* **ASSIGNED TASK A**
According to the passage on the first spiritual danger, in which verse does that danger appear?
* **ASSIGNED TASK B**
Retype the part of the passage on the first spiritual danger that opens with the words containing "Three spiritual diseases" and closes with "to His Word?".

DOCUMENT SEGMENT below:

The First Spiritual Danger: A Deaf Ear to Cries for Deliverance

Three spiritual diseases and then he warns of two interrelated spiritual dangers that will follow if those diseases are left unchecked and untreated.  The first danger is in verse 13.  “As I called,” this is the Lord speaking, “As I called and they would not listen, so they called and I would not hear.”  That is a stunning statement.  “As I called and they would not listen, when they called I would not hear.”  When we turn a deaf ear to the call of God to repent of the practice of sin, He will turn a deaf ear to us when we call to Him to be rescued from the consequences of sin.  What right do we have to expect God to listen to our prayers when we will not listen to His Word?

End of DOCUMENT SEGMENT.
DATA SECTION below:

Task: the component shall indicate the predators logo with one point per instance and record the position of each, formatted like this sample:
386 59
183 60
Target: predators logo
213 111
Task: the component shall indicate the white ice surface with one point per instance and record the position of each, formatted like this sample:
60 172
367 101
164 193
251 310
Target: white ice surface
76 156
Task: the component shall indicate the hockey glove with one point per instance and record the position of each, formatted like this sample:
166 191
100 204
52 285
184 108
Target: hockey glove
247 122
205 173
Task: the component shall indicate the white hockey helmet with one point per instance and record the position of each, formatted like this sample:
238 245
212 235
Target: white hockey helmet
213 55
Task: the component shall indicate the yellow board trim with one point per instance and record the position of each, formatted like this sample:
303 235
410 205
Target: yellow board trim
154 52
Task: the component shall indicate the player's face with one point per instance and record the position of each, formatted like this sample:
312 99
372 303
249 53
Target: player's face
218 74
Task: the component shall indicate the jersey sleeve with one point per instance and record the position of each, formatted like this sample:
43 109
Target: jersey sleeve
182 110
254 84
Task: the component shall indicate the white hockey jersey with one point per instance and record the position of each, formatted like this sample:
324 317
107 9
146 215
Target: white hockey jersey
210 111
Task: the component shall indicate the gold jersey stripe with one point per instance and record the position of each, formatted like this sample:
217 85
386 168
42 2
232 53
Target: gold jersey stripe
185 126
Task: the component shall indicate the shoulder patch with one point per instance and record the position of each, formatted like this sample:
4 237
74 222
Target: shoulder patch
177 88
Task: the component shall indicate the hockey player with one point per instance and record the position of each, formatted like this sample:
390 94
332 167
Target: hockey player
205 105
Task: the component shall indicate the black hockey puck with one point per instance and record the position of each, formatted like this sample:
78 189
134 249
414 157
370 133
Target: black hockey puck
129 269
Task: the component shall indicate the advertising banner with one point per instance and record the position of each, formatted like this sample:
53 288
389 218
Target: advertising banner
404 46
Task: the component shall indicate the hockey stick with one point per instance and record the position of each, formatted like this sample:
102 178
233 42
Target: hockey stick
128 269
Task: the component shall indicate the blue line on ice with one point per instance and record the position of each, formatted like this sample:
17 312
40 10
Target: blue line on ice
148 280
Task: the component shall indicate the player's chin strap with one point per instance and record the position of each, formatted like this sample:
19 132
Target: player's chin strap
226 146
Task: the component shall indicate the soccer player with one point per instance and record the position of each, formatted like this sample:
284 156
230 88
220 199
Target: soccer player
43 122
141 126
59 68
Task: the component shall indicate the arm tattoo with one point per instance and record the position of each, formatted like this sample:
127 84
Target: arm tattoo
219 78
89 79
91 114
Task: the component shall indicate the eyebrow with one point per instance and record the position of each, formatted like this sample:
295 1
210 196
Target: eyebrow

End of DATA SECTION.

* **YOUR RESPONSE A**
Verse 13.

* **YOUR RESPONSE B**
Three spiritual diseases and then he warns of two interrelated spiritual dangers that will follow if those diseases are left unchecked and untreated.  The first danger is in verse 13.  “As I called,” this is the Lord speaking, “As I called and they would not listen, so they called and I would not hear.”  That is a stunning statement.  “As I called and they would not listen, when they called I would not hear.”  When we turn a deaf ear to the call of God to repent of the practice of sin, He will turn a deaf ear to us when we call to Him to be rescued from the consequences of sin.  What right do we have to expect God to listen to our prayers when we will not listen to His Word?